**GIVEN INSTRUCTION:**
Render the lines below as a Markdown table with the columns Row and Line, starting with the line that contains "Above you see an image. Your job: find the sticker" and going on through the line that contains "578,284 -> 634,396". Number each row and leave out any blank lines.

**ENTRIES:**

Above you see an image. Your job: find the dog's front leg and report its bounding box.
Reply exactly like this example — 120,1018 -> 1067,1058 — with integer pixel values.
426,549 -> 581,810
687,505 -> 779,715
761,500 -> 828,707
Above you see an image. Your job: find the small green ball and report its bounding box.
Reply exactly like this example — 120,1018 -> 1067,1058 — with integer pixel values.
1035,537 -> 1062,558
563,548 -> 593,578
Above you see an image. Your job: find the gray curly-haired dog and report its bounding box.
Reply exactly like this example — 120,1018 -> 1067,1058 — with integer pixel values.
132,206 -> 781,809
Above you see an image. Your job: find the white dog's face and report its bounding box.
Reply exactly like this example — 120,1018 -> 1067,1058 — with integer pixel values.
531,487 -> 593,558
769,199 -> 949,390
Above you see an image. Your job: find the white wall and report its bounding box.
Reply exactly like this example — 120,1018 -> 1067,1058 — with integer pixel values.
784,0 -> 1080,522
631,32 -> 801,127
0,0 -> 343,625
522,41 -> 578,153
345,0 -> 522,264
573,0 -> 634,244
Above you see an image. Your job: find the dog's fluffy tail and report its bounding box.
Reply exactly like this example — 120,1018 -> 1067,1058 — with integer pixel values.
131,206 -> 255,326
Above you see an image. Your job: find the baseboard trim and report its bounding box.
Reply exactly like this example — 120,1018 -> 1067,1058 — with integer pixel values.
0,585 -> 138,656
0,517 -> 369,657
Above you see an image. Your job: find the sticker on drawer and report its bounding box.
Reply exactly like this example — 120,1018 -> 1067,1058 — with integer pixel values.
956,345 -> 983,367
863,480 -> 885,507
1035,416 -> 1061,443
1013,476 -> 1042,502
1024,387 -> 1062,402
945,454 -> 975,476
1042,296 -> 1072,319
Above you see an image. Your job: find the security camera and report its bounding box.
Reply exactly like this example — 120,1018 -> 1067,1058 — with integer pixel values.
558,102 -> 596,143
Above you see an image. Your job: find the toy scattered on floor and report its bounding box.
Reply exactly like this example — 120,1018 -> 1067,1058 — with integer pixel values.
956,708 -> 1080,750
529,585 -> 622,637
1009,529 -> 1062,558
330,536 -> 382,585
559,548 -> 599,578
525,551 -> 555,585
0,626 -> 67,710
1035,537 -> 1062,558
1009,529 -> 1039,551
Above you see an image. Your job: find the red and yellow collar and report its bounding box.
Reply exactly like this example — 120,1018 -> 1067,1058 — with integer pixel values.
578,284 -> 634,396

--

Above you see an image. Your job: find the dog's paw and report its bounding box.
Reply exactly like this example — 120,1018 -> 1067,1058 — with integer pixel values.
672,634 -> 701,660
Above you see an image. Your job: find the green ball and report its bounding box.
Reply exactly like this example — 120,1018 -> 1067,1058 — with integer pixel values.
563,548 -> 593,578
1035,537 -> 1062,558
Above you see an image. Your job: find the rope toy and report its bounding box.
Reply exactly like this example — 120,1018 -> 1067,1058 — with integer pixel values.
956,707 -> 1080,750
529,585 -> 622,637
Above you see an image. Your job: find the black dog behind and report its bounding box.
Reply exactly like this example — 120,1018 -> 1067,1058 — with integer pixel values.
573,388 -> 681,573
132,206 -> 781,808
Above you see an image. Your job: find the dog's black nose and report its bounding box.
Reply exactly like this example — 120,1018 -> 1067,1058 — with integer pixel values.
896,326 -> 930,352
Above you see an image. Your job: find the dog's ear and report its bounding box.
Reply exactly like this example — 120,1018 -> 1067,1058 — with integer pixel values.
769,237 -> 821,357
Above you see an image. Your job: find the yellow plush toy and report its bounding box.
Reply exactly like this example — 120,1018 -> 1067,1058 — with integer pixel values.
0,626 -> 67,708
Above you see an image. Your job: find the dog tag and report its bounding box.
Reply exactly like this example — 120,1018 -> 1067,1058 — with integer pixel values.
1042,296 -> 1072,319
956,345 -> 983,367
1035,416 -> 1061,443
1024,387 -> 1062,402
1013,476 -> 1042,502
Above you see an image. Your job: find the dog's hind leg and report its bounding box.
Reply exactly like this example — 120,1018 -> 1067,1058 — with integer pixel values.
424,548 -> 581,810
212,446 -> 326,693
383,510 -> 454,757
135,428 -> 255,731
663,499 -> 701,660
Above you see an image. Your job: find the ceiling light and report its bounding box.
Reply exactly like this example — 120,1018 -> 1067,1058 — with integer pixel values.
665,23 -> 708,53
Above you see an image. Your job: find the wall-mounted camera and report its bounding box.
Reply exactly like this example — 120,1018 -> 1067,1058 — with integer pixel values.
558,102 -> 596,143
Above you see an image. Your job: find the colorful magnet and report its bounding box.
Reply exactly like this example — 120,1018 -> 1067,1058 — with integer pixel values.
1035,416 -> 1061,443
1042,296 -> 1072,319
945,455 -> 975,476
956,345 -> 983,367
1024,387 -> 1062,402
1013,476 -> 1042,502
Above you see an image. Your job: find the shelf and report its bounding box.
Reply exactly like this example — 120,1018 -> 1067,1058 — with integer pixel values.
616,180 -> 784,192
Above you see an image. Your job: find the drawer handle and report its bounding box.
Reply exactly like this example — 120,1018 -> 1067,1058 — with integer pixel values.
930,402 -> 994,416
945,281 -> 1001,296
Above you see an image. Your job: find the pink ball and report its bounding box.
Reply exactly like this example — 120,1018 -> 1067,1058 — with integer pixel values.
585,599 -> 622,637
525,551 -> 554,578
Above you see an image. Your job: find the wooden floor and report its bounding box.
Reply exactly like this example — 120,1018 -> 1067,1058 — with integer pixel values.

**COMPLETED EXERCISE:**
| Row | Line |
|---|---|
| 1 | Above you see an image. Your job: find the sticker on drawer and report its bounding box. |
| 2 | Reply exactly like this example — 120,1018 -> 1067,1058 — with integer pixel values. |
| 3 | 956,345 -> 983,367 |
| 4 | 863,480 -> 885,507 |
| 5 | 1035,416 -> 1061,443 |
| 6 | 1013,476 -> 1042,502 |
| 7 | 1024,387 -> 1062,402 |
| 8 | 945,454 -> 975,476 |
| 9 | 1042,296 -> 1072,319 |
| 10 | Above you see an image. Your job: find the security camera and report its bounding box. |
| 11 | Reply exactly like this example — 120,1018 -> 1067,1058 — with integer pixel values. |
| 12 | 558,102 -> 596,143 |
| 13 | Above you see an image. Your job: find the toy scattered on floor and report its bounding box. |
| 14 | Reply exactly like this example — 120,1018 -> 1067,1058 — with integer pixel values. |
| 15 | 956,708 -> 1080,750 |
| 16 | 529,585 -> 622,637 |
| 17 | 1009,529 -> 1062,558 |
| 18 | 330,536 -> 382,585 |
| 19 | 559,548 -> 599,578 |
| 20 | 525,551 -> 555,585 |
| 21 | 0,626 -> 67,710 |
| 22 | 1035,537 -> 1062,558 |
| 23 | 1009,529 -> 1039,551 |
| 24 | Above you see an image. Your job: find the red and yellow collar and report its bounding box. |
| 25 | Reply exactly like this example — 120,1018 -> 1067,1058 — with integer pixel values. |
| 26 | 578,284 -> 634,396 |